> [Work to do] Please quote, word for word, the part of the Socratic ignorance post below that begins at "But I can’t" and stops after "what he says?".

> [Text extract]

-=-=-=-=-

Thursday, October 30, 2008

Socratic ignorance

Okay, I’m going out on a limb here...

I’m not an Ancient Philosophy scholar, nor do I claim to have any special insight on Socrates/Plato.

But I can’t resist musing about Socrates on this fine, unseasonably warm Fall evening in late October, especially inspired by some thought-provoking conversations with my colleague Eric Snider (our local ancient philosophy aficionado).

Socratic Duplicity

Socrates is famous for claiming that he does not posses knowledge. Does he mean what he says?

Most say that Socrates is not being sincere. He is being duplicitous with good intentions. By feigning ignorance, he is trying to inspire his conversation partners to pursue after the truth with all that much ardor. In order to get them to pursue the truth, however, Socrates must knock out their false foundations of confidence.

I’ve heard (through the philosophy grapevine) that there are pretty unambiguous texts in Plato that suggest this interpretation is not right.

Merely True Belief

The other main interpretation is to deny that Socrates is playing ignorant. This would mean that Socrates is being sincere when he claims that he lacks knowledge. What he has, however, is still pretty good. He possesses true belief. This falls short of knowledge, but it’s better than nothing.

This would require that we view the pursuit of Socrates as a search for true beliefs but not knowledge. This doesn’t sound quite right either. One thing that I think is true of Socrates is that he equated virtue with knowledge. If Socrates must be taken to have given up on the project of knowledge, then he must also be said to have given up on the project of virtue and happiness. For a guy like Socrates, this is tantamount to saying that he has given up on the hope of becoming good (which for him was the task of philosophy). That sounds distinctly un-Socratic.

The Problem

On the one hand, Socrates’ claim of ignorance is sincere. He is not pretending when he claims that he lacks knowledge. On the other hand, Socrates claims that he pursues after knowledge. He is not satisfied with true belief. Socrates is not only dissatisfied with true belief, but he actually takes himself to possess knowledge.

Socrates the contextualist?

It’s possible that claims to knowledge might mean different things in different contexts for Socrates. Does this help illuminate what’s going on with the alleged Socratic duplicity? Maybe... but I’m just musing out loud (or whatever the equivalent is when applied to free-flow typing).

-=-=-=-=-

> [Information provided]
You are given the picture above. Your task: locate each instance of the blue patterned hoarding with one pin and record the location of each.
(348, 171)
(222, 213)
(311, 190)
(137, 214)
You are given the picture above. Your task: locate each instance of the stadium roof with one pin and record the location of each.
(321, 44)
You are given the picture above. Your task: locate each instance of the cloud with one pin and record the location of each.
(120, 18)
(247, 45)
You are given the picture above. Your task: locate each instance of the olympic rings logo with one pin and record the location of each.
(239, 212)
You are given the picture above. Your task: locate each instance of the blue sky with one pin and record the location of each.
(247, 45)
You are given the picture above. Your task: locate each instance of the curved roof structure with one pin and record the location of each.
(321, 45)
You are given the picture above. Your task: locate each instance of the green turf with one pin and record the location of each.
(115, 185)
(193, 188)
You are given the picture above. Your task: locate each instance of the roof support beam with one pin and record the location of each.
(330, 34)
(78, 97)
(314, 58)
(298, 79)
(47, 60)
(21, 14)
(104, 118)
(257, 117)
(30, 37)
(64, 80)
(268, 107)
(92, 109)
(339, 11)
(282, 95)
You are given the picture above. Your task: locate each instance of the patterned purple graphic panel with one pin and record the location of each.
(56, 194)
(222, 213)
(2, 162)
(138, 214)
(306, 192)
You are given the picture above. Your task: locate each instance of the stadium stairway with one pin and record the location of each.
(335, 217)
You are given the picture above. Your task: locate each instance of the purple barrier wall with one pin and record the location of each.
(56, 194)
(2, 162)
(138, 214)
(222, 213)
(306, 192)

-=-=-=-=-

> [Answer to this task]
But I can’t resist musing about Socrates on this fine, unseasonably warm Fall evening in late October, especially inspired by some thought-provoking conversations with my colleague Eric Snider (our local ancient philosophy aficionado).

Socratic Duplicity

Socrates is famous for claiming that he does not posses knowledge. Does he mean what he says?